### [PROVIDED DATA]
begin
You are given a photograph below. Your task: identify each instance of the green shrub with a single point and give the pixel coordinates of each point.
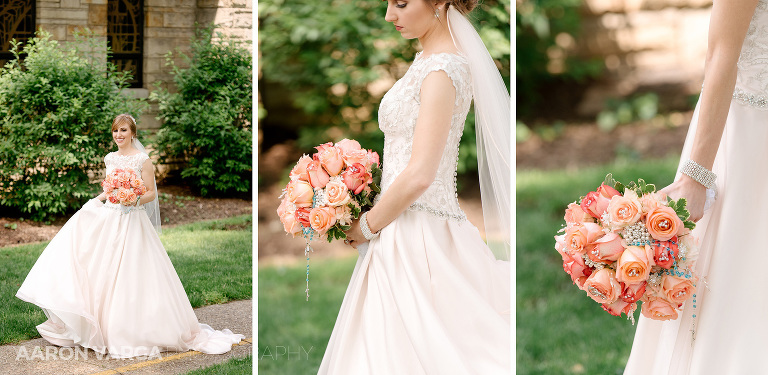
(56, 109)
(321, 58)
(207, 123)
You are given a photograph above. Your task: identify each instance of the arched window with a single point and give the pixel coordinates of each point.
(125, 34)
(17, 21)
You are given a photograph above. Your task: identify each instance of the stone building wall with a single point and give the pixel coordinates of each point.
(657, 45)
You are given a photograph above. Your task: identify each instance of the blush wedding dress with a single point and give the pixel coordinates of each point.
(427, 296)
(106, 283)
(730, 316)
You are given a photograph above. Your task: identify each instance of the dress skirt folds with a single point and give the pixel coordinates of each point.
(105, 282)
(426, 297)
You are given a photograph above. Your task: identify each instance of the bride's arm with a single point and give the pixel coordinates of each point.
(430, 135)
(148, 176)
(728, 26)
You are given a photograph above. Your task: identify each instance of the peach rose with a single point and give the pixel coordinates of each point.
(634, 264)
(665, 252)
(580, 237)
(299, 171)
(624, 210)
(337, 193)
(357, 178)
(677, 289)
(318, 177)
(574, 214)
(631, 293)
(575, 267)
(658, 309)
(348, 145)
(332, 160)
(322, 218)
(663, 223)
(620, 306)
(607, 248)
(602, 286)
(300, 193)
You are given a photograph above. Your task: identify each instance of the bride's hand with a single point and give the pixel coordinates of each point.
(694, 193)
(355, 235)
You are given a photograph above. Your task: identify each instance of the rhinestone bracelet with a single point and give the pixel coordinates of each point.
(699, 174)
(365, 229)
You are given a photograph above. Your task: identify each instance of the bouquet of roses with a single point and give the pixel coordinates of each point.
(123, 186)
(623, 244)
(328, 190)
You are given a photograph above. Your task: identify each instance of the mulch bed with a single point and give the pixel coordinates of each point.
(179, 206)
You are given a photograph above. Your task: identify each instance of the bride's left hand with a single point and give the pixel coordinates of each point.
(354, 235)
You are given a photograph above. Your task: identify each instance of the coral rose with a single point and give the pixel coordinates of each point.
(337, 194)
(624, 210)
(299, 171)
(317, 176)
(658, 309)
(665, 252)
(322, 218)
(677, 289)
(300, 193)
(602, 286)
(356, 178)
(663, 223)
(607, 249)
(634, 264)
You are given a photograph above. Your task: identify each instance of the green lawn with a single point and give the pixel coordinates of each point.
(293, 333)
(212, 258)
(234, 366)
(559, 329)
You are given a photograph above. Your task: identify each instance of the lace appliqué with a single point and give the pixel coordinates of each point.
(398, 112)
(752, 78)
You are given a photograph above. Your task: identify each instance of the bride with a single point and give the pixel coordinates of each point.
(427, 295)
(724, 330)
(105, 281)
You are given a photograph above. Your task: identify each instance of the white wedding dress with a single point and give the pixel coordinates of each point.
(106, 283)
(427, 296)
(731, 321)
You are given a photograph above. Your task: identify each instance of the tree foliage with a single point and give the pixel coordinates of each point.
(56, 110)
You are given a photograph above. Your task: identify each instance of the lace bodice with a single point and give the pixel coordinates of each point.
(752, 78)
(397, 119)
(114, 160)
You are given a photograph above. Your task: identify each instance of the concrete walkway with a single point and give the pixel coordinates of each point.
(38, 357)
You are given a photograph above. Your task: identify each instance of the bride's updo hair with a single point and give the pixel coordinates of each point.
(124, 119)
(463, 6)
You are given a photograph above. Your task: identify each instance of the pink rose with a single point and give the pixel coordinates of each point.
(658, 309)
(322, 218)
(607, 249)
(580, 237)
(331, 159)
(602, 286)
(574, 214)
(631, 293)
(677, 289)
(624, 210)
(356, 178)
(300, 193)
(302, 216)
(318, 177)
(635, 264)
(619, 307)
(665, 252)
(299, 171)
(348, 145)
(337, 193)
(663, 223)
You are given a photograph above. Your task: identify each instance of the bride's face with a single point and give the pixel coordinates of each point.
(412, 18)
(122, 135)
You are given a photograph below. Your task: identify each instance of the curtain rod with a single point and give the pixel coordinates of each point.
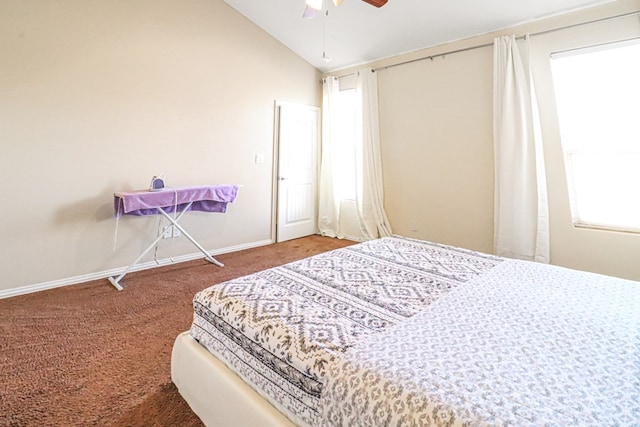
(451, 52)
end
### [WHAT NEEDS TO BE DONE]
Reproduce every entry word for word, but omit the pictures.

### [THE RESULT]
You are given a photograph below. Your task: identify each instance of the green shrub with a single point and give the pixel coordinates of each point.
(56, 109)
(321, 58)
(207, 123)
You are given a photograph above. Your task: identify each instance of the arched window with a single point and give the pixel coordinates of each point.
(125, 34)
(17, 21)
You are given a photograph above. Your task: identify each instance of the stone building wall with a single point and give the pixel coordinates of each point.
(657, 45)
You are given a photograph above. Your task: identify each instance of the blush wedding dress with a single point and give the pixel coordinates of each point.
(427, 296)
(106, 283)
(730, 316)
You are given a photograph above. Your task: identify each instance of the dress skirt folds with a single point and give the pixel coordinates of each point.
(105, 282)
(426, 297)
You are given a photograph above. Your task: identify each instance of the bride's arm with a single point and give the pixel coordinates of each point.
(430, 135)
(148, 176)
(728, 26)
You are given a photograph above. Your task: identify each instance of the peach rose with a single point and give the pixel coordinates of each point.
(634, 264)
(665, 252)
(580, 237)
(299, 171)
(624, 210)
(337, 193)
(357, 178)
(677, 289)
(318, 177)
(574, 214)
(631, 293)
(575, 267)
(658, 309)
(348, 145)
(332, 160)
(322, 218)
(663, 223)
(620, 306)
(607, 248)
(602, 286)
(300, 193)
You are given a photograph above. Your task: identify each instance of the bride's hand with a single point and give the pixel coordinates of each point.
(694, 193)
(355, 235)
You are given a photograph above. Your task: identify each instance of the rhinestone bracelet with a single point and give the pixel coordinates of each point.
(699, 174)
(365, 229)
You are given a photograph above. Your task: identify each instance of the bouquet of roses with a single point and give the pixel coordinates of each point.
(123, 186)
(623, 244)
(328, 190)
You are given a photograph above. Your task: identify each instance of the mulch bed with a single point and give the pixel coordinates of each point.
(179, 206)
You are given a photograph above. Your task: identify each instance of the bride's left hand with a single point and give the pixel coordinates of each point.
(354, 235)
You are given a photograph above. Your task: identify each instance of the coral rose with a single point and give the pixel coordinates of each point.
(337, 194)
(624, 210)
(299, 171)
(317, 176)
(658, 309)
(665, 252)
(322, 218)
(677, 289)
(300, 193)
(602, 286)
(356, 178)
(663, 223)
(607, 249)
(634, 264)
You are given a photograph above. Your task: identify each instance of the green lawn with a single point and give the pixel coordinates of each point.
(293, 333)
(212, 258)
(234, 366)
(559, 329)
You are given a photograph above. Your task: identify each instance of the lace appliqué with a single point and give the pixel coordinates of each point.
(398, 112)
(752, 78)
You are given a photograph above. Your task: identify each instance of the bride with a single point and give the pixel coordinates of each point.
(427, 295)
(724, 330)
(105, 281)
You are given a photograph above. Your task: identify each instance of the white wedding dress with a single point and give the pixel coordinates of each point.
(106, 283)
(427, 296)
(731, 321)
You are given a photograph above. Your task: identify each instance of the tree foliage with a single point and give the pixel coordinates of each point.
(56, 110)
You are given a photograph above. Your task: identify each instance of the lace bodice with a single point and give the pixel coordinates of each point.
(752, 78)
(397, 119)
(114, 160)
You are given a photograph above. Your task: identify each instance of the concrete walkway with a single point and give the pixel coordinates of each point.
(38, 357)
You are given a photograph above. Your task: identify each instance of the bride's updo hair with a single point and give the pixel coordinates of each point.
(124, 119)
(463, 6)
You are given a photograph above. Your task: identify each instance of the pink rose with a single point and give the pixel coordinates of each point.
(658, 309)
(322, 218)
(607, 249)
(580, 237)
(331, 159)
(602, 286)
(574, 214)
(631, 293)
(677, 289)
(624, 210)
(356, 178)
(300, 193)
(302, 216)
(318, 177)
(635, 264)
(619, 307)
(665, 252)
(299, 171)
(348, 145)
(337, 193)
(663, 223)
You are given a photograph above. Your task: identify each instance of the bride's face with a single point and give the pixel coordinates of each point.
(412, 18)
(122, 135)
You are given a photograph below. Your task: identify each instance of the curtain rod with a single point and give the pixel coordinates of each point.
(451, 52)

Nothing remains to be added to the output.